-- Given problem --
Copy the entries below word for word, keeping every line as it is.

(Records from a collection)
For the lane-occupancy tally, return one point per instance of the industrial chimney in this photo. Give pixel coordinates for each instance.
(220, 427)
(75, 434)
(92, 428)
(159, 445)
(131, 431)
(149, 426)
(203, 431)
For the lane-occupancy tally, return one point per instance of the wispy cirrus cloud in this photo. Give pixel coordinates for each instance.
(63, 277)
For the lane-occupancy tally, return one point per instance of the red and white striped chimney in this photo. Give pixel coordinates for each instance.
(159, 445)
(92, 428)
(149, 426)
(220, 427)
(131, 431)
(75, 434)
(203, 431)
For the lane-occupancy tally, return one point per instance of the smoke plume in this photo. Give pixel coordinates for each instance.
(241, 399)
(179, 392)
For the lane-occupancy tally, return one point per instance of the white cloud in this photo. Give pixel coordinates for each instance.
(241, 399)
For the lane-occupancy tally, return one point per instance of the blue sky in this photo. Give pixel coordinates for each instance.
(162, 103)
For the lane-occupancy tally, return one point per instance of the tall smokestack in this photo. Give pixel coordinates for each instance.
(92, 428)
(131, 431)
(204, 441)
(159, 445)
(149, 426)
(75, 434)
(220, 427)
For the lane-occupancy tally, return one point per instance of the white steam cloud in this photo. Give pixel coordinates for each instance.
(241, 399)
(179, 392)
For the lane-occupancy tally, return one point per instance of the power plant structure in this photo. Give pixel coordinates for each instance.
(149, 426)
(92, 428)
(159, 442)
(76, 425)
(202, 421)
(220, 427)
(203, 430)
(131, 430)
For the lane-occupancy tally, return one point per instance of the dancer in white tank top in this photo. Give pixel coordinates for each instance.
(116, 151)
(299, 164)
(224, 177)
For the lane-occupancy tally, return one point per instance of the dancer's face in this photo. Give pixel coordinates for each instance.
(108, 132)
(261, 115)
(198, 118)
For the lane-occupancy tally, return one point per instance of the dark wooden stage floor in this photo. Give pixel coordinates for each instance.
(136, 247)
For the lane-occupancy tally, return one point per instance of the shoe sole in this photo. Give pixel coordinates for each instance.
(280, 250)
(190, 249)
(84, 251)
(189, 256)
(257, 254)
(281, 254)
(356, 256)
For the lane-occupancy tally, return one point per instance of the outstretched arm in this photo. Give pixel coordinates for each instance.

-- Final result --
For the lane-occupancy tally, return one point per instance of the industrial chimney in this photo. Give pixel coordinates for each instance.
(220, 427)
(75, 434)
(92, 428)
(159, 445)
(131, 431)
(149, 426)
(203, 431)
For the lane-occupancy tally, return one point per instance of the wispy cirrus cloud in this photo. Give pixel coordinates for each instance.
(63, 277)
For the lane-occupancy tally, return one point per instance of the red and white striped chimney in this photo. Give pixel coordinates for each instance.
(159, 445)
(92, 428)
(149, 426)
(220, 427)
(131, 431)
(75, 434)
(203, 431)
For the lane-occupancy tally, return one point per instance of the smoke plume in this photo. Give pixel coordinates for each instance.
(241, 399)
(179, 392)
For the lane-occupancy tally, return one point per instance of the white cloud in this photo. Give pixel coordinates for each instance.
(241, 399)
For the lane-occupancy tally, return one point per instance of the blue sky in this photo. Give pixel coordinates for each instance.
(162, 103)
For the lane-occupancy tally, return one point per instance of the tall smokestack in this photo. Give pixel coordinates for each instance.
(92, 428)
(131, 431)
(204, 441)
(159, 445)
(149, 426)
(75, 434)
(220, 427)
For the lane-occupancy tally, return one point per instance of the white steam cloud in this photo. Give pixel coordinates for each instance.
(241, 399)
(179, 392)
For the lane-occupancy tally, return one point per instance of the power plant structure in this photo. Give pixel coordinates for each instance.
(149, 426)
(92, 428)
(159, 442)
(76, 425)
(202, 421)
(220, 427)
(203, 430)
(131, 430)
For the lane-occupancy tally, return one point per instance of the dancer in white tank top in this photo. Give pixel coordinates for each instance.
(116, 151)
(299, 164)
(224, 177)
For the lane-occupancy tally, return one point per instance of the dancer's face in this photo. Give pixel coordinates for each instance.
(108, 132)
(261, 115)
(198, 118)
For the lane-occupancy tally, return one point per instance of the dark wooden stage floor in this photo. Give pixel coordinates for each instance.
(136, 247)
For the lane-occupancy tally, return one point per instance of the shoe sole in this photo. Give pixel coordinates for each instance.
(280, 250)
(190, 249)
(84, 251)
(189, 256)
(257, 254)
(281, 254)
(356, 256)
For the lane-occupancy tally, return one point per instance of the outstretched arm in this photo. Give pixel coordinates for each instance.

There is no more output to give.